Annotation records:
=====

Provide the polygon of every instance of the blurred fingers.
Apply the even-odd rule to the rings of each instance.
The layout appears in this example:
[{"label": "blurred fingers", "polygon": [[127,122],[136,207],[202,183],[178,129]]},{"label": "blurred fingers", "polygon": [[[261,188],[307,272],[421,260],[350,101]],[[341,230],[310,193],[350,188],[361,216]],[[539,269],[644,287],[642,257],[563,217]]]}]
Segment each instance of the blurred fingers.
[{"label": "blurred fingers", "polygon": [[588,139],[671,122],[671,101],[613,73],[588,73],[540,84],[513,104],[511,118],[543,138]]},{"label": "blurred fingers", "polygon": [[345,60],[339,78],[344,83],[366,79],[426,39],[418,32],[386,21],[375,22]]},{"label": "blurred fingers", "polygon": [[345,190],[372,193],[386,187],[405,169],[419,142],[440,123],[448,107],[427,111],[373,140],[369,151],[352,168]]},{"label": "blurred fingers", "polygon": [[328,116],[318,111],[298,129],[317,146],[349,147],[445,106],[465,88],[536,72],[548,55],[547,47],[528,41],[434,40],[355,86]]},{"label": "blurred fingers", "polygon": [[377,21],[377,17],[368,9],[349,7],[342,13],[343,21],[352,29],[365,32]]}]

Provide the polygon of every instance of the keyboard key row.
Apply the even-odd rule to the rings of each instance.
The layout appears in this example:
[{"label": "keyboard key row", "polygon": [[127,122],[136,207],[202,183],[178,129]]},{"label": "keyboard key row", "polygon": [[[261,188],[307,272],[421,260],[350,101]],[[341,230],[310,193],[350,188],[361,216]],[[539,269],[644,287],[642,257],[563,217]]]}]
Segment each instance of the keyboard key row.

=====

[Task requirements] Rewrite all of the items above, switching "even-odd rule" to "nonzero winding rule" and leaving everything else unchanged.

[Reply]
Provide the polygon of every instance of the blurred fingers.
Apply the nonzero winding rule to the rings of each instance.
The layout appears in this example:
[{"label": "blurred fingers", "polygon": [[127,122],[136,207],[202,183],[178,129]]},{"label": "blurred fingers", "polygon": [[[261,188],[307,272],[421,260],[350,101]],[[341,230],[310,193],[350,188],[361,216]],[[539,269],[644,287],[642,257],[563,217]]]}]
Segment each instance of the blurred fingers.
[{"label": "blurred fingers", "polygon": [[588,139],[671,122],[671,101],[613,73],[588,73],[540,84],[513,104],[511,118],[543,138]]},{"label": "blurred fingers", "polygon": [[345,60],[339,78],[344,83],[366,79],[426,39],[418,32],[386,21],[375,22]]},{"label": "blurred fingers", "polygon": [[345,190],[372,193],[386,187],[405,169],[419,142],[440,123],[448,107],[427,111],[373,140],[369,151],[352,168]]},{"label": "blurred fingers", "polygon": [[328,116],[318,111],[298,129],[317,146],[349,147],[445,106],[465,88],[536,72],[548,55],[547,47],[528,41],[434,40],[355,86]]},{"label": "blurred fingers", "polygon": [[377,21],[377,17],[368,9],[349,7],[342,13],[343,21],[352,29],[365,32]]}]

Provide the polygon of every instance of the keyboard key row.
Apply the nonzero winding rule to the rings of each instance.
The layout appears in this example:
[{"label": "keyboard key row", "polygon": [[127,122],[136,207],[202,183],[178,129]]},{"label": "keyboard key row", "polygon": [[[261,188],[307,272],[421,260],[350,101]],[[341,230],[310,193],[350,188],[361,216]],[[539,269],[644,287],[642,257],[563,217]]]}]
Segment each instance of the keyboard key row.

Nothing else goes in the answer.